**YOUR ASSIGNMENT**
Nothing but the text of the records belongs in your answer: repeat all of it exactly and leave out the images.

**DATA TO USE**
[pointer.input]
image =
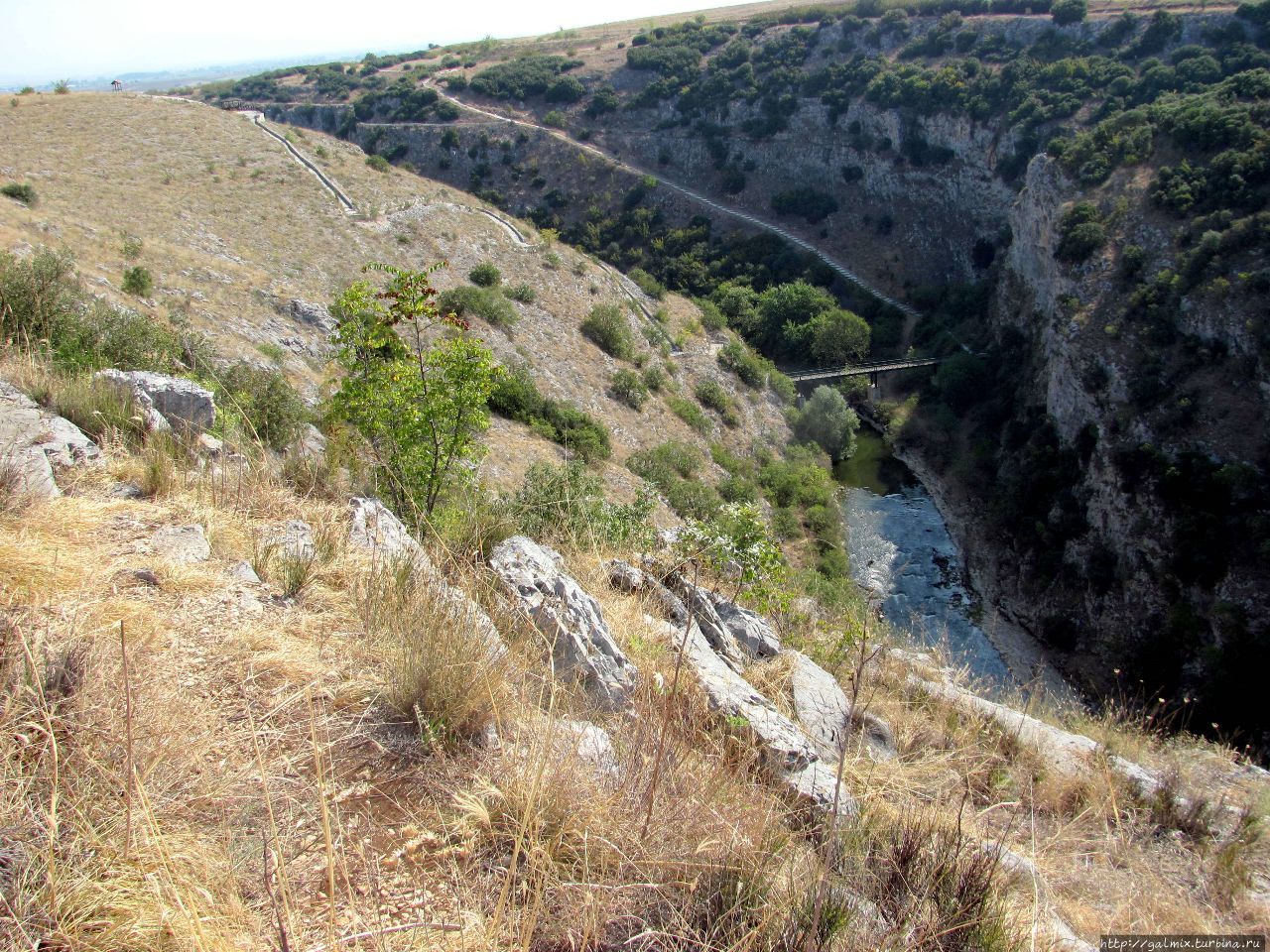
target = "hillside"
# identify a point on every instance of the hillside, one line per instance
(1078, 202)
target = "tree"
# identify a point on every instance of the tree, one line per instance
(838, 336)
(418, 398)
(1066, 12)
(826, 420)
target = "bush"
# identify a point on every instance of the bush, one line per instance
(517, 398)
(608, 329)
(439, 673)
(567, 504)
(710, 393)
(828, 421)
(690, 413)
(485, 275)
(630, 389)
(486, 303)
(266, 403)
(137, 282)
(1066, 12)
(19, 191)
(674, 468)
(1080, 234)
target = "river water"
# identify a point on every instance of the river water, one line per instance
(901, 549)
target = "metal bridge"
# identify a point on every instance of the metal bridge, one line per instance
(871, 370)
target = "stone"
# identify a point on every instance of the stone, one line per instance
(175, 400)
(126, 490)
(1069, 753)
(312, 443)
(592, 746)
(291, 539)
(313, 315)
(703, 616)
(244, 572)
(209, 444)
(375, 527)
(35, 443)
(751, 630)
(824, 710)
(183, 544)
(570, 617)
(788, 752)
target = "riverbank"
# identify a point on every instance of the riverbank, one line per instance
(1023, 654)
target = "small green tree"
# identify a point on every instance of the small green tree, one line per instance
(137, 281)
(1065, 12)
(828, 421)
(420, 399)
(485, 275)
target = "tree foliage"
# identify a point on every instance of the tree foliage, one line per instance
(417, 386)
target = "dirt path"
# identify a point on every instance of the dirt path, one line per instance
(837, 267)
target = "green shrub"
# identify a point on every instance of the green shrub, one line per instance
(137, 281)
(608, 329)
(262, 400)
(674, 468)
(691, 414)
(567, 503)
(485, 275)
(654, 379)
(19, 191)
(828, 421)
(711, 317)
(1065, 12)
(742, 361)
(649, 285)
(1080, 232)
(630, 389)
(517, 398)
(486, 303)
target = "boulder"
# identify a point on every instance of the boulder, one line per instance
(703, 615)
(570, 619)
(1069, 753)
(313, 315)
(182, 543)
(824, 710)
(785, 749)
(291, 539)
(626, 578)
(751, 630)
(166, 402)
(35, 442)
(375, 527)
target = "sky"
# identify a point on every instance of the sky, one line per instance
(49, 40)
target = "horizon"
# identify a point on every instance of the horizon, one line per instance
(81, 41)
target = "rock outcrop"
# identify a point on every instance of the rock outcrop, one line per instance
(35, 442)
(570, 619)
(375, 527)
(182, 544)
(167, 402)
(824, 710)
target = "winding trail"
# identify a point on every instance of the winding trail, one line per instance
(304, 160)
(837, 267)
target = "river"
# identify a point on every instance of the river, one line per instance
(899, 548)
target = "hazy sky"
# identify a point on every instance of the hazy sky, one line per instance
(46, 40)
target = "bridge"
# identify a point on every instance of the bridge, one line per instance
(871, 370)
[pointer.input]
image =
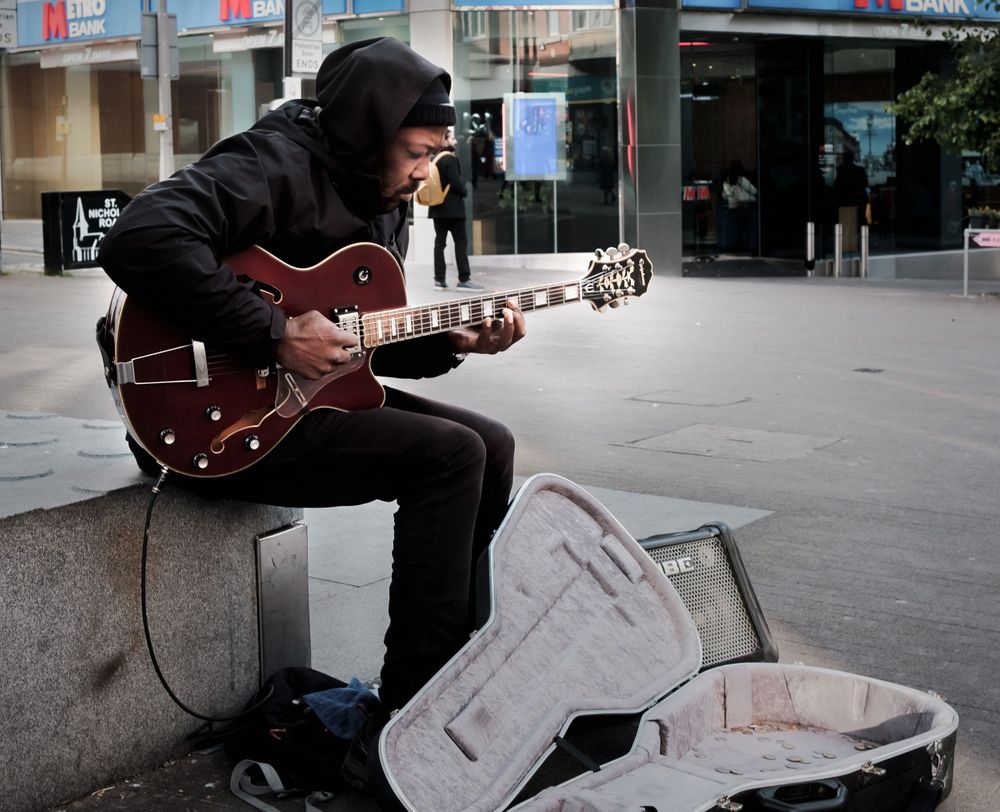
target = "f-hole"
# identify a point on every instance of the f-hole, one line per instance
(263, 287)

**TASK ANSWER**
[pointer.input]
image =
target = "hillside"
# identify a point on every instance of the hillside, one line per instance
(1078, 202)
target = "tree"
# identify a point on every instance of the tree, one line per instance
(838, 336)
(418, 398)
(1066, 12)
(826, 420)
target = "bush"
# identify a point on every instance of the bush, one line per instance
(517, 398)
(608, 329)
(439, 673)
(567, 504)
(710, 393)
(828, 421)
(690, 413)
(485, 275)
(630, 389)
(486, 303)
(266, 403)
(137, 282)
(1066, 12)
(19, 191)
(674, 468)
(1080, 234)
target = "river water"
# identify a point on every instance of the river water, one line per instance
(901, 549)
target = "metal bridge"
# identify a point on every instance of the metal bridge, one line per instance
(871, 370)
target = "stone"
# identify a point on every instance of the stone, one line per instance
(175, 400)
(126, 490)
(1069, 753)
(312, 443)
(592, 746)
(291, 539)
(313, 315)
(703, 616)
(244, 572)
(209, 444)
(375, 527)
(35, 443)
(751, 630)
(824, 710)
(183, 544)
(570, 617)
(788, 752)
target = "riverbank"
# identify a point on every instance of the riverbank, one line per instance
(1023, 654)
target = "small green tree"
# identify a point on every instance of the small green tree, one line per instance
(137, 281)
(1065, 12)
(828, 421)
(420, 399)
(485, 275)
target = "tree foliage"
# identify a point on every instance of the tree foliage, one line per instance
(417, 386)
target = "dirt path"
# identify a point on every instance of the dirt path, one line per instance
(837, 267)
target = "green shrub"
# identify a point on every instance of the green shrub, one line per instance
(137, 281)
(608, 329)
(262, 400)
(674, 468)
(691, 414)
(567, 503)
(485, 275)
(654, 379)
(19, 191)
(828, 421)
(711, 317)
(1065, 12)
(742, 361)
(649, 285)
(1080, 232)
(630, 389)
(517, 398)
(486, 303)
target = "boulder"
# identify a point on every instance of the boulder, one line per instance
(703, 615)
(570, 619)
(1069, 753)
(313, 315)
(182, 543)
(824, 710)
(785, 749)
(291, 539)
(626, 578)
(751, 630)
(166, 402)
(35, 442)
(375, 527)
target = "sky"
# identify a point on every instance of the sky, one line per instance
(49, 40)
target = "horizon"
# identify a point on every instance of the horizon, one line per instance
(81, 41)
target = "rock outcrop"
# identify a point on every instance of the rock outcrop, one line per instance
(35, 442)
(570, 619)
(375, 527)
(182, 544)
(167, 402)
(824, 710)
target = "winding trail"
# identify a point on every instance of the winding trail, one line per instance
(304, 160)
(837, 267)
target = "river"
# identify a point on every instance of the river, one line per instance
(899, 548)
target = "hazy sky"
# identify a point on every instance of the hazy sky, one line per instance
(46, 40)
target = "bridge"
# identify a point on every instance of the bridge, one line per instance
(871, 370)
[pointer.input]
image =
target = "f-hole"
# identify a point on every instance of the f-hole, one line per instance
(263, 287)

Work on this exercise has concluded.